[文書の一部]
□ □ □
2024-08-13 06:03:14 | 特別記事


ロイ・ジェームスを憶えていますか?

日本に亡命したタタール人親子の物語

 

山本徳造(本ブログ編集人)

 

両親はロシア革命から逃れて日本へ

 アイナン・サファは、中央アジア出身のカザン・タタール人である。タタール人といっても、モンゴル系ではない。ロシアのカザン地域に住むタタール人は回教徒で、トルコ系だ。1917年のロシア革命後、ボルシェビキによって、回教徒たちが激しい弾圧を受ける。各地で赤軍に抵抗する動きがあり、アイナンも赤軍と戦った。しかし、いかんせん無力である。厳しい弾圧に耐へ切れず、海外に脱出する回教徒が後を絶たなかった。
 満州に逃れたカザン・タタールの一部は、朝鮮を経由して日本にもやって来た。その数、約600人と言はれている。なぜ、日本を選んだのか。日露戦争でロシアを打ち負かした東洋の国に憧れてゐたからである。アイナンも、その一人だった。
□ □ □
[短い課題 A] 下のデータ項目から、「tree」という語を含む行をすべて抜き出してください。

データ項目
□ □ □
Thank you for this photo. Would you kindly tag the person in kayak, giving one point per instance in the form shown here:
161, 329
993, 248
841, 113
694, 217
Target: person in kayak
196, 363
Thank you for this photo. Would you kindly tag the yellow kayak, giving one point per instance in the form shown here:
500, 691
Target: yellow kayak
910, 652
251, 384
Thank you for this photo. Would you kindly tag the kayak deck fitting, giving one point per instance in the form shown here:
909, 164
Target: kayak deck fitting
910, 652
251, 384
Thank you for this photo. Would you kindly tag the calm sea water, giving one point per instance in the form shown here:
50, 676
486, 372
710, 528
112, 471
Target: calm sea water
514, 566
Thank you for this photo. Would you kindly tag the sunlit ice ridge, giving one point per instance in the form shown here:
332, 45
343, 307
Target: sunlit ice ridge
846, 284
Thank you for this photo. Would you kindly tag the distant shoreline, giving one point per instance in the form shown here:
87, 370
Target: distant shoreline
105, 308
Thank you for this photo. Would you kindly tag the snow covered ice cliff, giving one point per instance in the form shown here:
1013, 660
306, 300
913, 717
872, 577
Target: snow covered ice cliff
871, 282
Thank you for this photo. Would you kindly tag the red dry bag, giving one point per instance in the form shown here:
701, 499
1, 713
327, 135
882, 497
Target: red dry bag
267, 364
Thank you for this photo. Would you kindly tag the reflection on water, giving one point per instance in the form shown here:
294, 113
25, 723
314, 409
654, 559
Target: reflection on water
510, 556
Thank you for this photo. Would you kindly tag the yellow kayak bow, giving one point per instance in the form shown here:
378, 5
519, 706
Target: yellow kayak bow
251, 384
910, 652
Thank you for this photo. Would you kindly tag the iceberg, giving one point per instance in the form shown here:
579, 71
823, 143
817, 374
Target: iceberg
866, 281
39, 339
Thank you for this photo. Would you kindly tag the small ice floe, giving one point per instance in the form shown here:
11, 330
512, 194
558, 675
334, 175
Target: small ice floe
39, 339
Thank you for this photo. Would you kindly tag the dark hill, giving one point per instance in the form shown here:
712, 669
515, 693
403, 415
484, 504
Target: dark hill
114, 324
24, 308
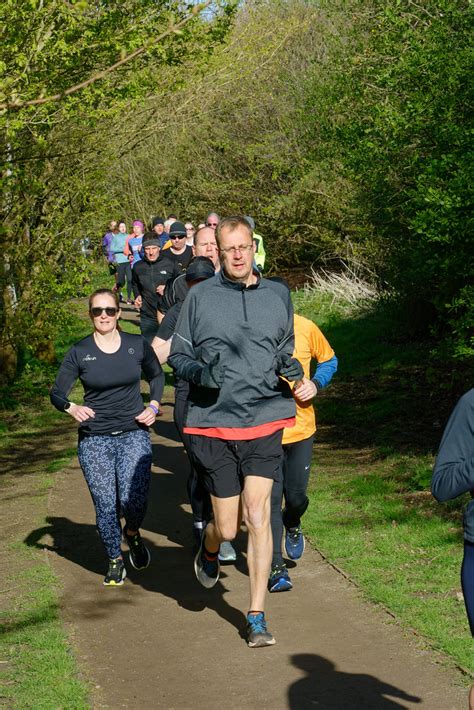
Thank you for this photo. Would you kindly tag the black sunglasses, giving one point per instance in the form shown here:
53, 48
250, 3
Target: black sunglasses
110, 311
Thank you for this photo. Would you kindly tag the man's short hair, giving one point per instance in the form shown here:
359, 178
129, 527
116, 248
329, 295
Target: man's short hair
197, 233
230, 224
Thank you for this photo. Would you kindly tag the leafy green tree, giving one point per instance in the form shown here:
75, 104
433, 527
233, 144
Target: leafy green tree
69, 69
□ □ □
[短い課題 B] タタール人亡命についての文書に出てくる地名（国名・地域名）を、重複を除いてすべて書き出す。

[最終回答 A]
Thank you for this photo. Would you kindly tag the leafy green tree, giving one point per instance in the form shown here:
Target: leafy green tree

[最終回答 B] 日本、中央アジア、ロシア、カザン、満州、朝鮮